THE REQUEST:
Rewrite the entries starting at the line containing "village and provide bounding boxes." and ending with the last entry, keeping their wording unchanged. Decrease every bounding-box coordinate by 60.

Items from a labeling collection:
/---

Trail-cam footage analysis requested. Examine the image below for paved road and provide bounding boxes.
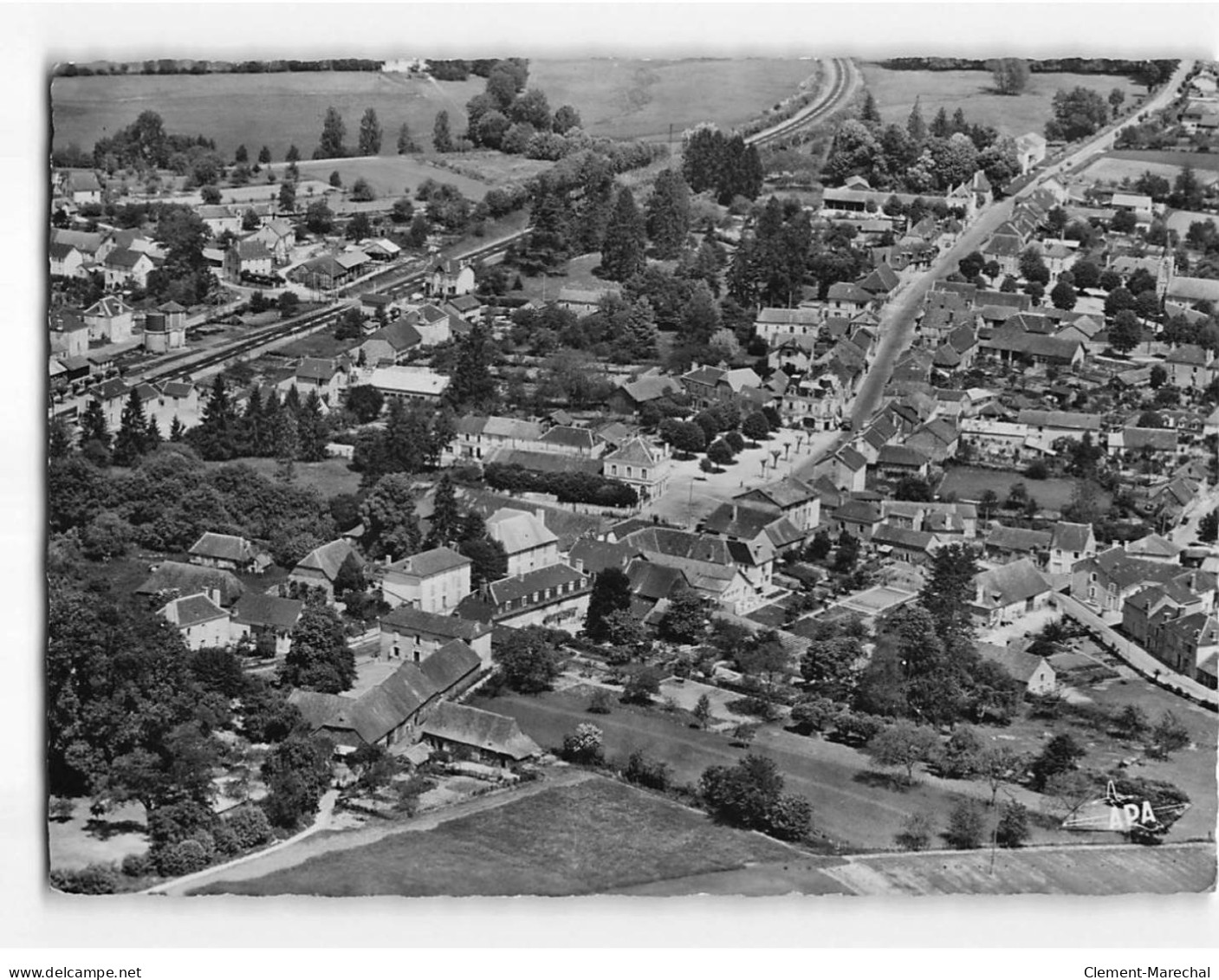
[851,61,1193,431]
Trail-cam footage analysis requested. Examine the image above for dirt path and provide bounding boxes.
[174,769,593,895]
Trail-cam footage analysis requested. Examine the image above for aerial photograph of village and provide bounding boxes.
[39,44,1219,905]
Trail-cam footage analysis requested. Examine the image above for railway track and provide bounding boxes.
[141,228,530,381]
[745,57,854,146]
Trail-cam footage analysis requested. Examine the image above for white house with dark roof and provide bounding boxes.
[189,531,270,573]
[83,296,135,344]
[230,593,305,657]
[379,606,491,665]
[601,437,673,501]
[973,558,1054,626]
[486,507,560,578]
[428,258,478,296]
[1164,344,1219,392]
[288,537,365,601]
[419,701,541,765]
[158,593,230,650]
[381,548,473,613]
[101,249,156,289]
[1046,521,1096,575]
[457,563,593,633]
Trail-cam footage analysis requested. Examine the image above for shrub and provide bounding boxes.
[50,864,120,895]
[212,821,242,857]
[223,807,275,851]
[120,853,156,878]
[893,813,935,851]
[622,749,671,790]
[155,839,207,878]
[995,800,1029,847]
[943,800,985,851]
[48,796,75,823]
[589,687,613,714]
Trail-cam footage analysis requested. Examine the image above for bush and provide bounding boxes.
[995,800,1029,847]
[212,821,242,857]
[120,853,156,878]
[943,800,985,851]
[622,749,671,791]
[893,813,935,851]
[50,864,120,895]
[155,839,209,878]
[589,687,613,714]
[223,807,275,851]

\---

TASK SOLUTION:
Trail-cam footage analysis requested. Examine the image above for aerial photograph of village and provide bounding boxes.
[-21,-16,1159,845]
Trail-cam footage analysis requested. Examine the image above for railway track and provide bounding boxes.
[81,168,470,321]
[685,-3,794,86]
Trail-cam footage analysis requested. Examine the image above for white house with dark roof and provide bounding boxes.
[129,471,210,513]
[23,236,75,284]
[170,533,245,597]
[319,546,431,605]
[541,377,613,441]
[913,498,994,566]
[426,447,500,518]
[368,198,418,236]
[1104,284,1159,332]
[228,477,305,541]
[359,641,481,705]
[98,533,170,590]
[321,488,413,553]
[41,189,96,229]
[986,461,1036,515]
[397,503,533,573]
Trail-cam footage analysis requested. Examine the image above for shrub and provide bounding boxes.
[-10,804,60,835]
[152,761,182,797]
[163,747,215,791]
[60,793,96,818]
[833,753,875,791]
[562,689,611,730]
[95,779,147,818]
[935,740,969,787]
[883,740,925,791]
[-12,736,15,763]
[529,627,553,654]
Trail-cam footage analysis requested. Examine the image above for bush and provide bounding boxes.
[935,740,969,787]
[152,761,182,797]
[60,793,96,818]
[883,740,925,791]
[562,689,611,731]
[833,753,875,791]
[-10,804,60,835]
[95,779,149,818]
[529,627,553,654]
[163,747,215,791]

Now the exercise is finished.